### QUOTED PASSAGE
# Kimi Raikkonen vs Sebastian Vettel 2017



## johnsmith1212 (Apr 25, 2017)

With it officially now less that a week away until lights out at Australia, maybe its time to fire up 2017 teammate threads to start discussing how our drivers are going to do given the rule changes this year.

From what I have guaged so far it seems to me many think Vettal is going to set himself well ahead of Kimi this year unlike last year where it was quite close in the end. Personally I am not so sure Vettel will have it so easy, I think kimi might surprise a few. For some reason I have it in my mind that over previous years the tyres have always been an extra handicap against Kimi given he seems to like longer stints. We saw it many times Kimi staying out on tyres and then get punished for it. I don't see that happening this year (or at least not as much) given the new perelli rubber, and that can only be a good thing as far as Kimi is concerned.

### COMPLETE THE FOLLOWING
1/ Revise the Raikkonen vs Vettel thread, starting with "With it officially" and going on through "changes this year.", with "teammate threads" replaced by "head-to-head threads".
2/ Quote every sentence in the Raikkonen vs Vettel thread in which the poster uses the word "I".
3/ Resume the Raikkonen vs Vettel thread after its final sentence.

(Some records)
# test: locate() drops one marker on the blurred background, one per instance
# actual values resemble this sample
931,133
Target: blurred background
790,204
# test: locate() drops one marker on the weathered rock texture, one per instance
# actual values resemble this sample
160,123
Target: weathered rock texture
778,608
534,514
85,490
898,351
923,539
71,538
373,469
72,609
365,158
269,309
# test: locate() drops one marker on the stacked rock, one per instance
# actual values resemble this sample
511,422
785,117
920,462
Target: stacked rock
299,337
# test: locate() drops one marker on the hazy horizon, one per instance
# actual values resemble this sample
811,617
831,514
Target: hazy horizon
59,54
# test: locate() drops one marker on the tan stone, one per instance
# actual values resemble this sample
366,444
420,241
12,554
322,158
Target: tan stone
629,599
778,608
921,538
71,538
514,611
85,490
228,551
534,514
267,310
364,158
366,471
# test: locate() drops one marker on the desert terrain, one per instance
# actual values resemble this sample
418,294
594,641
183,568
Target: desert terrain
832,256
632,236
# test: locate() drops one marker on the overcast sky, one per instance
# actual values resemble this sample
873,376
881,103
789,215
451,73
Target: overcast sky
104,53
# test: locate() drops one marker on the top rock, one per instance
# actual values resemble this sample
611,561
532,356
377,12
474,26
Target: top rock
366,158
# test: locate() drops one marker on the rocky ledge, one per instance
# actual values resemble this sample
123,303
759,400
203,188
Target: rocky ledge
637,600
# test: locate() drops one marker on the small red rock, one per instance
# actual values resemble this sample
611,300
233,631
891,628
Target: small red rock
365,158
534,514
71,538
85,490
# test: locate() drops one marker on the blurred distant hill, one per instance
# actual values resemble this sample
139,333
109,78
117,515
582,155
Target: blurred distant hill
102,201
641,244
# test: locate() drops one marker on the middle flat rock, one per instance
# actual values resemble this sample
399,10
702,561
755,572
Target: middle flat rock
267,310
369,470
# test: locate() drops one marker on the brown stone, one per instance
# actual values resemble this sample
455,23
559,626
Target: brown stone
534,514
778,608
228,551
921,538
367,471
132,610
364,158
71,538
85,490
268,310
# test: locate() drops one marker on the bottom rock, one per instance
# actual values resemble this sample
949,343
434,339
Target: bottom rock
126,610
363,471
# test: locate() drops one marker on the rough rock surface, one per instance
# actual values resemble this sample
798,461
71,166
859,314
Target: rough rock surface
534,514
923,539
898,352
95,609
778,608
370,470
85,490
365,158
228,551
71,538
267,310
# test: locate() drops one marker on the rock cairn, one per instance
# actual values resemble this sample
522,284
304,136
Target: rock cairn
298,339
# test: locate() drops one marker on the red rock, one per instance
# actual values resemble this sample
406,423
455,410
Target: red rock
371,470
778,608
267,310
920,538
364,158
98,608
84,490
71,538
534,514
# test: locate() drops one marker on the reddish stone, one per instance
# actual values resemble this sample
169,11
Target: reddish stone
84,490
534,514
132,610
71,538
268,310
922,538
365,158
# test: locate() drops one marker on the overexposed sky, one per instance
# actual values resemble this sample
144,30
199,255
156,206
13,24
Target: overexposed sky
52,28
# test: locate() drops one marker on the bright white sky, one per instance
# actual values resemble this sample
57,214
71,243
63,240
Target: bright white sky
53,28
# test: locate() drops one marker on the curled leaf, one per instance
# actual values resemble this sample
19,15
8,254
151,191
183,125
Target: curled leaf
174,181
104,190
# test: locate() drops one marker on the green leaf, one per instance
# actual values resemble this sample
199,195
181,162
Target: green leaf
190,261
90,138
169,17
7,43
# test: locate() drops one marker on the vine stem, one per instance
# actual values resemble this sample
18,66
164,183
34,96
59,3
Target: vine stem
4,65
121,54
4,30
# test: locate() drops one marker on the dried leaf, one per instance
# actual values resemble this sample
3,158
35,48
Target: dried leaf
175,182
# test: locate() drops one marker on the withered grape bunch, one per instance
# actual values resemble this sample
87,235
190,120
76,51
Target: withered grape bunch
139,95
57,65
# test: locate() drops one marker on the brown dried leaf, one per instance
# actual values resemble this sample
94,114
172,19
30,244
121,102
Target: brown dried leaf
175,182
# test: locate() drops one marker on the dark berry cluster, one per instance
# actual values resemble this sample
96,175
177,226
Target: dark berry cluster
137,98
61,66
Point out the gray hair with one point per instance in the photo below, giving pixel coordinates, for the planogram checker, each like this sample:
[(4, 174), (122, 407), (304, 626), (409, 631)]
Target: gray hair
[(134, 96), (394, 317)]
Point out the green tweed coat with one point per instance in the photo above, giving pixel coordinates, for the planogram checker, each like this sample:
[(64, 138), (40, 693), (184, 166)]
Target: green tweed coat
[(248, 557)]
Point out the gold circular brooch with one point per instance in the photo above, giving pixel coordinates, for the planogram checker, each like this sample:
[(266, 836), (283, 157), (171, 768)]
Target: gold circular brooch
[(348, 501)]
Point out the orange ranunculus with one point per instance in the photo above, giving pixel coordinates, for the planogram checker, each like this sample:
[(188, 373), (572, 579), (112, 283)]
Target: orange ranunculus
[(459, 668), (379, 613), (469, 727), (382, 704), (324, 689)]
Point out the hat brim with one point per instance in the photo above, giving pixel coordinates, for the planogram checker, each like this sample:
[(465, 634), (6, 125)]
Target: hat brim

### ANSWERS TO EACH TASK
1/
With it officially now less that a week away until lights out at Australia, maybe its time to fire up 2017 head-to-head threads to start discussing how our drivers are going to do given the rule changes this year.

2/
From what I have guaged so far it seems to me many think Vettal is going to set himself well ahead of Kimi this year unlike last year where it was quite close in the end.
Personally I am not so sure Vettel will have it so easy, I think kimi might surprise a few.
For some reason I have it in my mind that over previous years the tyres have always been an extra handicap against Kimi given he seems to like longer stints.
I don't see that happening this year (or at least not as much) given the new perelli rubber, and that can only be a good thing as far as Kimi is concerned.

3/
----------



## playallnite (May 24, 2017)

Vettel drives with his brain, Kimi drives with his heart,tough choice.


----------



## MMJ Dreaming 99 (Oct 5, 2017)

playallnite said:


> Vettel drives with his brain, Kimi drives with his heart,tough choice.


Go to youtube with videos of Kimi going through Eau Rouge at Spa. One was a side by side pass with Schumacher.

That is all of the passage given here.